Цитируемый текст:
Под этой откровенно травестийной формой скрывается более глубокая метатема о неоднозначности культурной трансмиссии. Если образ России, который лелеют швейцарские гувернантки в своем «изгнании» на берегу Женевского озера, резко отличается от того, который сохранился в памяти рассказчика, то и представление о Франции и всем французском в сознании русских не совпадает с представлениями европейцев. Описывая литературные вкусы своей семьи и то, на каком французском языке было принято говорить у них за обеденным столом, а также останавливаясь на отдельных французских выражениях, которые бытовали в русских семьях из поколения в поколение, Набоков подчеркивает, что Мадемуазель, как носительница французского языка и французской культуры, во многом оставалась «за пределами этой франко-русской традиции», «будто говорили здесь на некоем странном диалекте, слишком провинциальном, слишком простецком для ее вкуса» (30).

Эта множественность образов одной страны, подвергшейся искажению и мифологизации через наложение различных восприятий (в том числе памяти, ностальгии, стороннего взгляда и культурных источников), в конечном счете указывает на неоднозначность опыта изгнания самого по себе. Акцент на особенностях культурного прочтения друг друга Францией и Россией исчез из английских переводов рассказа, где Набоков уже не ставил перед собой цель «возродить для собственного своего удовольствия, а также в знак посмертной признательности, все те нюансы, которые ее французский язык внес в мою жизнь в России» (8).

В произведениях других авторов набоковского поколения возникает совсем иная, скорее антиутопическая картина детства. Герой романа Поплавского «Домой с небес» так подытоживает неизлечимую травму, полученную в ранние годы: «Вся моя жизнь – это вечное не пустили, то родители, то большевики…»[687] На первых же страницах романа «Ангел смерти» Одоевцева бросает вызов формуле счастливого детства, задавая тон, который сохранится и в ее более поздних произведениях. «Значит, кончено детство. Что ж, и слава Богу. Не жалко. Это все выдумки про “золотое детство”»[688], – заявляет четырнадцатилетняя Люка, которая растет в Париже в типичной семье беженцев. Ее детские годы отмечены поспешным бегством из родного дома в России, и основное ее воспоминание об этом периоде – о повешенном ею (чтобы не оставлять на милость большевиков) котенке. Сцена эта не снабжена никакими эмоциональными комментариями и показывает, как мастерски Одоевцева умела изображать разрушительное воздействие революционного террора на человеческую душу в минорном ключе. Лиза, героиня второго романа Одоевцевой, «Изольда», тоже отказывается видеть в детстве идиллию: «Я все думаю, как должно быть тяжело и отвратительно жить, если детство самое лучшее. А дальше будет еще хуже»[689]. В произведениях Одоевцевой, написанных до Второй мировой войны, возникают мертвые или бросившие детей матери, злобные мачехи и неблагополучные семьи всех мастей. В ее творчестве несчастливое детство становится проявлением общего трагизма бытия и вместе с тем – трагедии эмиграции[690].

Указания к работе:
a. Определите, соответствуют ли цитируемому тексту утверждения (i) «Люке, героине романа „Ангел смерти“, четырнадцать лет», (ii) «„Изольда“ — первый роман Одоевцевой» и (iii) «Акцент на культурном прочтении друг друга Францией и Россией сохранился в английских переводах рассказа». Для каждого ответьте «да» или «нет» и приведите решающие слова текста дословно.
b. Переведите на английский язык предложение из цитируемого текста: «В произведениях других авторов набоковского поколения возникает совсем иная, скорее антиутопическая картина детства.»
c. Напишите продолжение цитируемого текста о детстве в прозе писателей-эмигрантов, начав сразу после его последнего предложения.

Показанные строки:

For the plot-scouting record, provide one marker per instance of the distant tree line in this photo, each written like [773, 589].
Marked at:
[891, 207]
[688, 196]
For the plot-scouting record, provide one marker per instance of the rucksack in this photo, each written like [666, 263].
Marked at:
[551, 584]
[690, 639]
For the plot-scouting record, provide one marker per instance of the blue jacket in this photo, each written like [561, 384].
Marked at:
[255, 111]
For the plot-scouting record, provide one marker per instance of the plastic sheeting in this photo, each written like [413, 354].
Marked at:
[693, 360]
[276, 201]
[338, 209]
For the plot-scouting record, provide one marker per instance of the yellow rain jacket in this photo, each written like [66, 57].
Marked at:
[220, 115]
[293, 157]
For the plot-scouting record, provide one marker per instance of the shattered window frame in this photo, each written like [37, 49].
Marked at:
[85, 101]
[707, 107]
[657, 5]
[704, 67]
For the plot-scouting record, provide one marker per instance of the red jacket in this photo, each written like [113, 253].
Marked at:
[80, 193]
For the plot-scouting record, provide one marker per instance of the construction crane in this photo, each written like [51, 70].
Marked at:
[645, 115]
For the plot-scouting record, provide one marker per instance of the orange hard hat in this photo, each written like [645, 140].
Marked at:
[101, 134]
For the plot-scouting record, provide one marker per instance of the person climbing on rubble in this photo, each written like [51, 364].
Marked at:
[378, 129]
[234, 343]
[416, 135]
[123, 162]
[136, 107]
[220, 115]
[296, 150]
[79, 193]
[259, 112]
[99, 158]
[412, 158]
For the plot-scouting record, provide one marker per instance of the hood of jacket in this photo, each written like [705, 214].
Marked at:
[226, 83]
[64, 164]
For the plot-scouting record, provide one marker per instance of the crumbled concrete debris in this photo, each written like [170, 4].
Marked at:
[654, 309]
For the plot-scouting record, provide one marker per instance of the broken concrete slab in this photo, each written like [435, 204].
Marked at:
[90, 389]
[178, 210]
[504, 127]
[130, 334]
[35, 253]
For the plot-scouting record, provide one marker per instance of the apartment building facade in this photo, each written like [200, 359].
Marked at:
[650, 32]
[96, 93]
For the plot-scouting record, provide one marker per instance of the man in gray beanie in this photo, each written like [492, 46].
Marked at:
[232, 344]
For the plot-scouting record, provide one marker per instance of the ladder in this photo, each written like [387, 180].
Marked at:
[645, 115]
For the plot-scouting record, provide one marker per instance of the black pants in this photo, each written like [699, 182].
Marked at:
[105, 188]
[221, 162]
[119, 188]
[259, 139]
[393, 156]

---

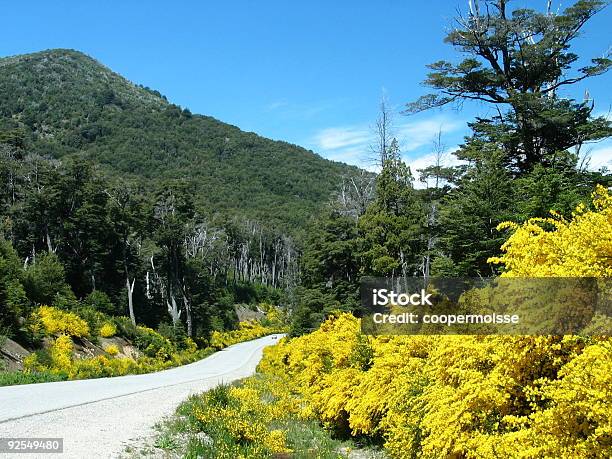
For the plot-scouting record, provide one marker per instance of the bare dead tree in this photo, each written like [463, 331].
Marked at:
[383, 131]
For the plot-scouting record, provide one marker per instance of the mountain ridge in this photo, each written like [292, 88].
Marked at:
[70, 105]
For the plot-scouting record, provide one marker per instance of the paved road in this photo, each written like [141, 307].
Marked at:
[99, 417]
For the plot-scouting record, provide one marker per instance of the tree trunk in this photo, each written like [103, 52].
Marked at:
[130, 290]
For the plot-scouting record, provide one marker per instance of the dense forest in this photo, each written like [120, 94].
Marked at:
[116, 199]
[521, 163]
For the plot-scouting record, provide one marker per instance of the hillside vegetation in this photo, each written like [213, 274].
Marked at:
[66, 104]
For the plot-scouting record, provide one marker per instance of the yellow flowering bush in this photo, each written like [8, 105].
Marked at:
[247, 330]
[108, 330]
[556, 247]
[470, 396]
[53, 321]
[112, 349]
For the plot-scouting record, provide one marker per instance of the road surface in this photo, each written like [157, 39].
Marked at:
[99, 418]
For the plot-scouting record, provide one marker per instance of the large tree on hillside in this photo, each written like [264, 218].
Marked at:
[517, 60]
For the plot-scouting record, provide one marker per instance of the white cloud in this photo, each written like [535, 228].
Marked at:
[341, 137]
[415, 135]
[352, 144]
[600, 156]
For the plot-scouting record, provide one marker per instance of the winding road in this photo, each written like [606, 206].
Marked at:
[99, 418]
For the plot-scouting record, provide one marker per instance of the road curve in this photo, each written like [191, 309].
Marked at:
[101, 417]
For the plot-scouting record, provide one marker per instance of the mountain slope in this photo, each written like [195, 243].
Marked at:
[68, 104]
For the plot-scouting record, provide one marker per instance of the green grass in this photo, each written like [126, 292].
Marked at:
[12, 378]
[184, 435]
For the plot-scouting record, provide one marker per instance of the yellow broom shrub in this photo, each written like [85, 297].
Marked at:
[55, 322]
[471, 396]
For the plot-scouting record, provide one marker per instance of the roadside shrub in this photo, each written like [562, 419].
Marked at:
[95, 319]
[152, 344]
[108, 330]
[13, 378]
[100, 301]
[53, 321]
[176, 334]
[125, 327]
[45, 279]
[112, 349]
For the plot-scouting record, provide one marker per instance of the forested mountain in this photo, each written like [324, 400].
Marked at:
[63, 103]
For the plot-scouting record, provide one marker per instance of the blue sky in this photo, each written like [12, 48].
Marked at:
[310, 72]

Результаты по заданиям:
a.
(i) Да: «заявляет четырнадцатилетняя Люка».
(ii) Нет: «героиня второго романа Одоевцевой».
(iii) Нет: «исчез из английских переводов рассказа».

b. In the works of other writers of Nabokov's generation, a completely different, rather dystopian picture of childhood emerges.

c.
Даже в тех случаях, когда герои уже взрослые, их состояние внутренней тревоги, как правило, объясняется резко прерванным детством травмой, вызванной переходом от защищенной домашней жизни на родине к неприкаянному существованию на чужбине… В незаконченных мемуарах Анатолия Штейгера внезапное наступление кошмара показано с особым драматизмом: блаженная «нирвана», «полусон раннего детства, ровный, теплый, мягкий, аксаковский»[691], резко сменяется картинами хаоса, ужаса и мук, которыми сопровождается поспешное бегство семьи из Одессы на английском судне. Прозаический фрагмент Варшавского «Амстердам», написанный в 1930-х годах и впоследствии включенный в роман «Ожидание» (1972), начинается с заявления рассказчика о том, что он поставил себе цель выявить причины своего нынешнего состояния «тоски, недоумения и отчаяния»[692]. Мысли его обращаются к безмятежному детству в уютной московской квартире, к ласковым родителям и поездкам на Рижское взморье. На первый взгляд это ностальгическое повествование выглядит продолжением толстовской традиции, тем более что наивное детское восприятие дополняется взглядом взрослого человека. В конце периода, о котором вспоминает автор, разражается война, и читателю сообщается предчувствие близкого краха этого детского рая, притом что сам ребенок еще не ощущает никакой угрозы.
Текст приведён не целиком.